Render the listing as a Markdown table with the columns Row and Line, starting at the beginning of the listing and ending at the line containing "x=140, y=232". Leave out blank lines and the pictures.

-- START Record extracts --

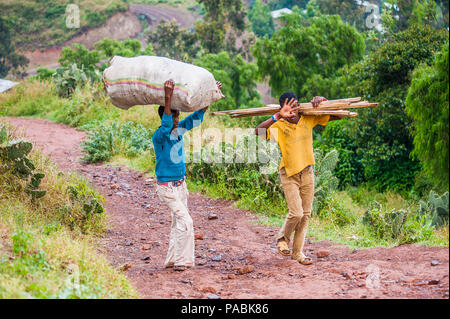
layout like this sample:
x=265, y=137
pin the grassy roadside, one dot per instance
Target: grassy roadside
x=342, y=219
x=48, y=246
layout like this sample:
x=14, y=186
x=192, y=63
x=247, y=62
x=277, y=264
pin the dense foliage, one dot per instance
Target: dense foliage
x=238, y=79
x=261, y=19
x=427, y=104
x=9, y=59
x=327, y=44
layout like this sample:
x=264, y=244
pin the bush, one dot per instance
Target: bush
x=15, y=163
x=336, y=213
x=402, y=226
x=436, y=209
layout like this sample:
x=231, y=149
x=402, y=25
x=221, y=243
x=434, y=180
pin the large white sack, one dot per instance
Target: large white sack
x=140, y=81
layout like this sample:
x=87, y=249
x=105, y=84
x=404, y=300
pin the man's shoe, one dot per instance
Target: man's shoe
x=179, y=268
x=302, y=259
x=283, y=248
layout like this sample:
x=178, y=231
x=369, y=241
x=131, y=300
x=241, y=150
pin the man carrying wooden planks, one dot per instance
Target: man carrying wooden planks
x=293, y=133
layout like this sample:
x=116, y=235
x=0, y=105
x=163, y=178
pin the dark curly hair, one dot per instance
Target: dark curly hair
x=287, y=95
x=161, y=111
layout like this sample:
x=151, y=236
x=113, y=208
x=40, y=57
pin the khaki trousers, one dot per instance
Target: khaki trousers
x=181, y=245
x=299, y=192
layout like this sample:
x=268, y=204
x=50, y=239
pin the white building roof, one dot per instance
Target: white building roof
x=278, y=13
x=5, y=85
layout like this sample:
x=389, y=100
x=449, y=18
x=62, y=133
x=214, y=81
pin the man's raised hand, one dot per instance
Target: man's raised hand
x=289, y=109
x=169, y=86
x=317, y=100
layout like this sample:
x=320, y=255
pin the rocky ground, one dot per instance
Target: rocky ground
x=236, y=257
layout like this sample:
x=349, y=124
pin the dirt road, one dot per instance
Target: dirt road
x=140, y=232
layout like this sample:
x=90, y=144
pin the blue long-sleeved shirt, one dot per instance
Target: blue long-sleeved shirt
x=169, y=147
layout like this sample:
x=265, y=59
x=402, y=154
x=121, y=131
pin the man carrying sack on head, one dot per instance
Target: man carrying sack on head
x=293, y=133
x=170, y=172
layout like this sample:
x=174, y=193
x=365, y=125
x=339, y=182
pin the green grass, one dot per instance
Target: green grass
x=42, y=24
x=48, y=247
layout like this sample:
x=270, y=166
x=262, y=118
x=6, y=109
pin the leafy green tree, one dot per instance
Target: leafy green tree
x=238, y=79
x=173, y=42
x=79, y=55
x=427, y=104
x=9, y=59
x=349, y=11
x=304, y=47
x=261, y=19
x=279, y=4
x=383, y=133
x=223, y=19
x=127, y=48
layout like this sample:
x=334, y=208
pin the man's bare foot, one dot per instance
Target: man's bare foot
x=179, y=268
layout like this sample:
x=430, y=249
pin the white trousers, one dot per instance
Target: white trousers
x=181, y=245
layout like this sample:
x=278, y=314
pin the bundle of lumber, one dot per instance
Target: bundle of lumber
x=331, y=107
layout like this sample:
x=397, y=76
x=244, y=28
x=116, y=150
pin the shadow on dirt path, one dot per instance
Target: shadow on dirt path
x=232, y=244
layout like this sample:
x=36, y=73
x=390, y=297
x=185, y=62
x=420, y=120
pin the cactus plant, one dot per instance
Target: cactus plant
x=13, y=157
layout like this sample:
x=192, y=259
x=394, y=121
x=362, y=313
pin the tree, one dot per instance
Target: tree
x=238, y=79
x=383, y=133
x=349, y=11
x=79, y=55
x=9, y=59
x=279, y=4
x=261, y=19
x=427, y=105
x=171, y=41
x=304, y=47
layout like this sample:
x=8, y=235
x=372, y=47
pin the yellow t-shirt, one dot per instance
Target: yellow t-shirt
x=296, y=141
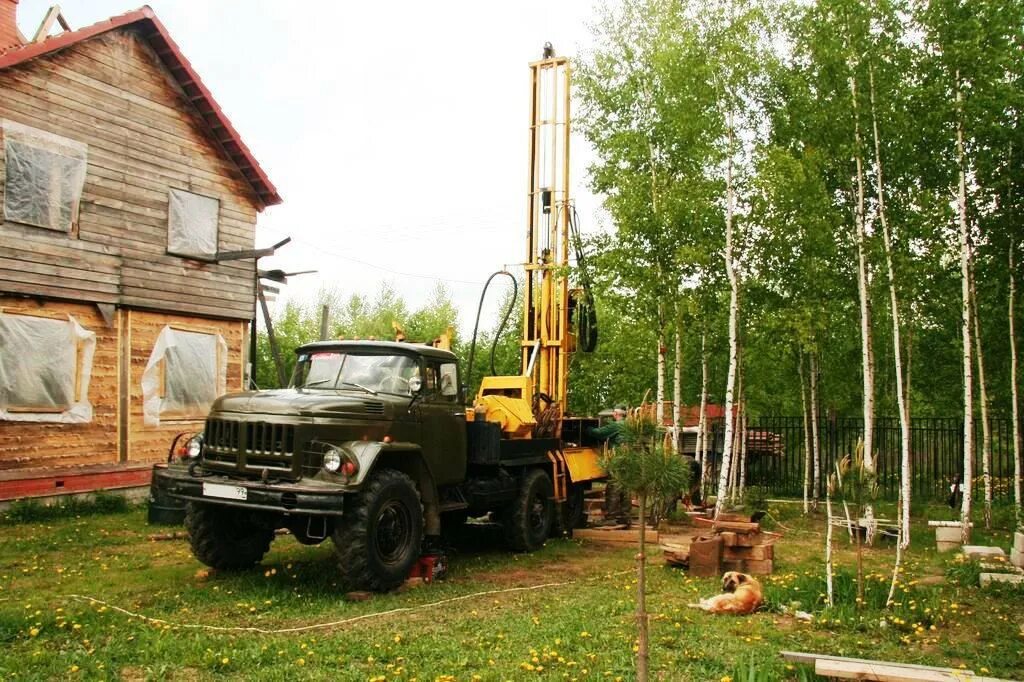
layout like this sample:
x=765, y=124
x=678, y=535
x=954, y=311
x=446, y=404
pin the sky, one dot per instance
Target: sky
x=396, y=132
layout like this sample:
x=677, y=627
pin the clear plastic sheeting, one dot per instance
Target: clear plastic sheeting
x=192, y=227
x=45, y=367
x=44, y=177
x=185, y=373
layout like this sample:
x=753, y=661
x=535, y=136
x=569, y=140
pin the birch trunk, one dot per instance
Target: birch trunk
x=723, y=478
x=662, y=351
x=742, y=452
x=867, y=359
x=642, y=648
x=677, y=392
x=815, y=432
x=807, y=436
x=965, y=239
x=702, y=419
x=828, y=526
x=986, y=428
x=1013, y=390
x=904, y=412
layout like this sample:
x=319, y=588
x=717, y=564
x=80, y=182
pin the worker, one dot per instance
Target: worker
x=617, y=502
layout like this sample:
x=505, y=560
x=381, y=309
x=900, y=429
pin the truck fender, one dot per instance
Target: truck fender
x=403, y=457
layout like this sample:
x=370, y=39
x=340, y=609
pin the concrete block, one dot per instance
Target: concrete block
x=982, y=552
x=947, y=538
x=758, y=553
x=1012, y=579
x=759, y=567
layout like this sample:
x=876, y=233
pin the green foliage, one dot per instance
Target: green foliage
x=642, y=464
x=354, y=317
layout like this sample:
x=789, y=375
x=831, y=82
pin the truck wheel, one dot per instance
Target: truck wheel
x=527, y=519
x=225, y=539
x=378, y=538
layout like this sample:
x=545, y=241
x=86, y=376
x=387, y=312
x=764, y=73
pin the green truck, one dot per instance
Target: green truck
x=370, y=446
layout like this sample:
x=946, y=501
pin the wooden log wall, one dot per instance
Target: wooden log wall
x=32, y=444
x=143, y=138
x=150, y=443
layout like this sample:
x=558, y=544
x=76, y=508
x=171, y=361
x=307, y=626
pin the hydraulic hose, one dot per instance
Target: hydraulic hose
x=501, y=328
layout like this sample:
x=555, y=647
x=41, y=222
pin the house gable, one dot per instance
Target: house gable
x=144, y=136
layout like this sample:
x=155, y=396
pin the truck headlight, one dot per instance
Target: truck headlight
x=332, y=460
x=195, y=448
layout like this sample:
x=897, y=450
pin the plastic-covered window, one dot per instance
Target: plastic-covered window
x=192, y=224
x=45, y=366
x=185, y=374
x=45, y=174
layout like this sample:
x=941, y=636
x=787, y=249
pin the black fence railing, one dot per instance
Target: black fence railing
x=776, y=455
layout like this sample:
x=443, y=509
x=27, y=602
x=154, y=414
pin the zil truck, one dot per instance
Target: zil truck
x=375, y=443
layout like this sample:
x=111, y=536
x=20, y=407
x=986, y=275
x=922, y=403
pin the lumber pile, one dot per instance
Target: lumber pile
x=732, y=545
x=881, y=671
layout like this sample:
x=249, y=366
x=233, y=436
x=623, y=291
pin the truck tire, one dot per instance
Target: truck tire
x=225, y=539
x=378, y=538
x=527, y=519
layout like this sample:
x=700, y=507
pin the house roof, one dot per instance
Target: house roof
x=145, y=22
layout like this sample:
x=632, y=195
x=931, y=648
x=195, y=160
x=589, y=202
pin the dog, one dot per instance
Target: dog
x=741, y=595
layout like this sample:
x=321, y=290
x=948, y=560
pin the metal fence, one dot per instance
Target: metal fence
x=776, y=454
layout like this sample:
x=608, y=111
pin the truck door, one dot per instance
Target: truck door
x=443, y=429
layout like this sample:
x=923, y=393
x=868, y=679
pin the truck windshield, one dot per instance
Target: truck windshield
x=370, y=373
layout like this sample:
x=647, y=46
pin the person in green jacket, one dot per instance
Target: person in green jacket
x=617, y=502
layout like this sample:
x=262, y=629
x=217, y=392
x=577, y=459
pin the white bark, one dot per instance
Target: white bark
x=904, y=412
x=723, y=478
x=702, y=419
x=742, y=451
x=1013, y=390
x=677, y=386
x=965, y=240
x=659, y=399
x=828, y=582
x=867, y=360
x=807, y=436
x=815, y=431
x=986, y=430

-- END Record extracts --

§ Response:
| Row | Line |
|---|---|
| 1 | layout like this sample: |
| 2 | x=265, y=137 |
| 3 | pin the grassy roadside, one dot per instance |
| 4 | Target: grassy roadside |
| 5 | x=342, y=219 |
| 6 | x=48, y=246 |
| 7 | layout like this sample: |
| 8 | x=14, y=186 |
| 9 | x=192, y=63 |
| 10 | x=247, y=62 |
| 11 | x=277, y=264 |
| 12 | pin the dense foliage, one dot per instance |
| 13 | Target: dense foliage |
| 14 | x=238, y=79 |
| 15 | x=261, y=19 |
| 16 | x=427, y=104 |
| 17 | x=9, y=59 |
| 18 | x=327, y=44 |
| 19 | layout like this sample: |
| 20 | x=264, y=244 |
| 21 | pin the bush, one dot per instance |
| 22 | Target: bush |
| 23 | x=15, y=163 |
| 24 | x=336, y=213 |
| 25 | x=402, y=226 |
| 26 | x=436, y=209 |
| 27 | layout like this sample: |
| 28 | x=231, y=149 |
| 29 | x=402, y=25 |
| 30 | x=221, y=243 |
| 31 | x=434, y=180 |
| 32 | pin the large white sack, one dot per instance |
| 33 | Target: large white sack |
| 34 | x=140, y=81 |
| 35 | layout like this sample: |
| 36 | x=87, y=249 |
| 37 | x=105, y=84 |
| 38 | x=404, y=300 |
| 39 | pin the man's shoe, one dot per instance |
| 40 | Target: man's shoe |
| 41 | x=179, y=268 |
| 42 | x=302, y=259 |
| 43 | x=283, y=248 |
| 44 | layout like this sample: |
| 45 | x=178, y=231 |
| 46 | x=369, y=241 |
| 47 | x=131, y=300 |
| 48 | x=241, y=150 |
| 49 | pin the man carrying wooden planks, one dot per instance |
| 50 | Target: man carrying wooden planks |
| 51 | x=293, y=133 |
| 52 | layout like this sample: |
| 53 | x=116, y=235 |
| 54 | x=0, y=105 |
| 55 | x=163, y=178 |
| 56 | pin the dark curly hair, one dot per instance |
| 57 | Target: dark curly hair |
| 58 | x=287, y=95 |
| 59 | x=161, y=111 |
| 60 | layout like this sample: |
| 61 | x=151, y=236 |
| 62 | x=113, y=208 |
| 63 | x=40, y=57 |
| 64 | pin the khaki trousers, one dot per instance |
| 65 | Target: khaki trousers |
| 66 | x=181, y=245 |
| 67 | x=299, y=192 |
| 68 | layout like this sample: |
| 69 | x=268, y=204 |
| 70 | x=50, y=239 |
| 71 | pin the white building roof, one dot per instance |
| 72 | Target: white building roof |
| 73 | x=278, y=13 |
| 74 | x=5, y=85 |
| 75 | layout like this sample: |
| 76 | x=389, y=100 |
| 77 | x=449, y=18 |
| 78 | x=62, y=133 |
| 79 | x=214, y=81 |
| 80 | pin the man's raised hand, one dot per instance |
| 81 | Target: man's raised hand |
| 82 | x=289, y=109 |
| 83 | x=169, y=86 |
| 84 | x=317, y=100 |
| 85 | layout like this sample: |
| 86 | x=320, y=255 |
| 87 | pin the rocky ground, one dot per instance |
| 88 | Target: rocky ground |
| 89 | x=236, y=257 |
| 90 | layout like this sample: |
| 91 | x=349, y=124 |
| 92 | pin the dirt road, one dot per instance |
| 93 | Target: dirt road |
| 94 | x=140, y=232 |